# Consegna esercizio
Prosegui il testo sull'album «Deus Ignotus», riprendendo subito dopo l'ultima frase riportata.

# Estratto fornito
************

Giungiamo finalmente alla musica: date queste premesse, sarà lecito attendersi un folk apocalittico in stile Sol Invictus e Blood Axis. Ni: in “Deus Ignotus”, che pur richiama a sé certe atmosfere dei rispettivi ultimi album delle due entità appena evocate, non vi sono chitarre, non viene messo in scena un folk orchestrato dalla complessa stratificazione strumentale, non vi sono crooner che ci parlano dell'imminenza della fine del mondo. “Deus Ignotus” è un monolite oscuro e minaccioso in cui a dominare sono il suono greve ed oscillante di un harmonium e il fragore delle percussioni, il tutto condito dalle diavolerie elettroniche messe in campo da Barr. Al violino della Vellanz, che ci delizierà spesso con il suo vibrato, viene lasciato sostanzialmente un compito di rifinitura, salvo ritrovare una posizione di primo piano nella trascinante “Froleichen So Well Wir”, fra l'altro già esplorata in passato da King assieme ai già menzionati Blood Axis.

************

# Dati forniti
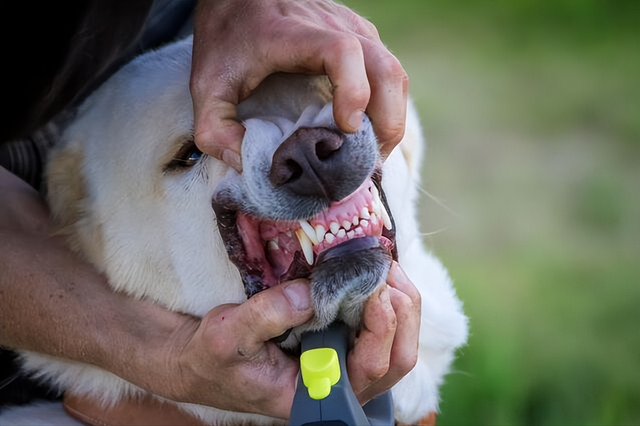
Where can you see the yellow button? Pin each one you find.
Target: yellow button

************

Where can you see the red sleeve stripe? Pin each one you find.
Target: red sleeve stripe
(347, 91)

************

# Risposta esercizio
E' doveroso aggiungere tuttavia che tutto questo finisce per fungere da mero palcoscenico per l'estro tracotante di Andrew King, il cui fiero e belligerante lamento baritonale (solo sporadicamente accompagnato da cori operistici e dall'ugola fatata della Vellanz) si cuce il ruolo di protagonista assoluto. Il suo canto è da panico, arriva a vette interpretative impensabili, è un ruggito inverecondo che si perde nel fango dei secoli, è irruente come il grido di battaglia di un comandante di un esercito, dolce come il soliloquio dell'anima solitaria di chi guarda alla luna ponendosi quesiti irrisolvibili; si fa aspro, evocativo, teatrale, ora incalzato dall'impeto dei tamburi (“Judas, “Sir Hugh”), ora coinvolgente e recitato, accompagnato dal torbido fluire di tastiere (“The Wife of Husher's Well”), ora allucinato e sopra le righe (“In Upper Room”), concedendosi persino delle parentesi senza l'accompagnamento musicale (la già citata “Edward” e la tediante “Lord Level”, per sola voce).

In una parola: fenomenale.

Ma tornando ai quesiti iniziali: sono finito in un bel guaio, questa non è musica facile. Ma una volta che il confine viene oltrepassato, sarà ben difficile ritornare sui propri passi.

Felice di essere piombato in questo labirinto.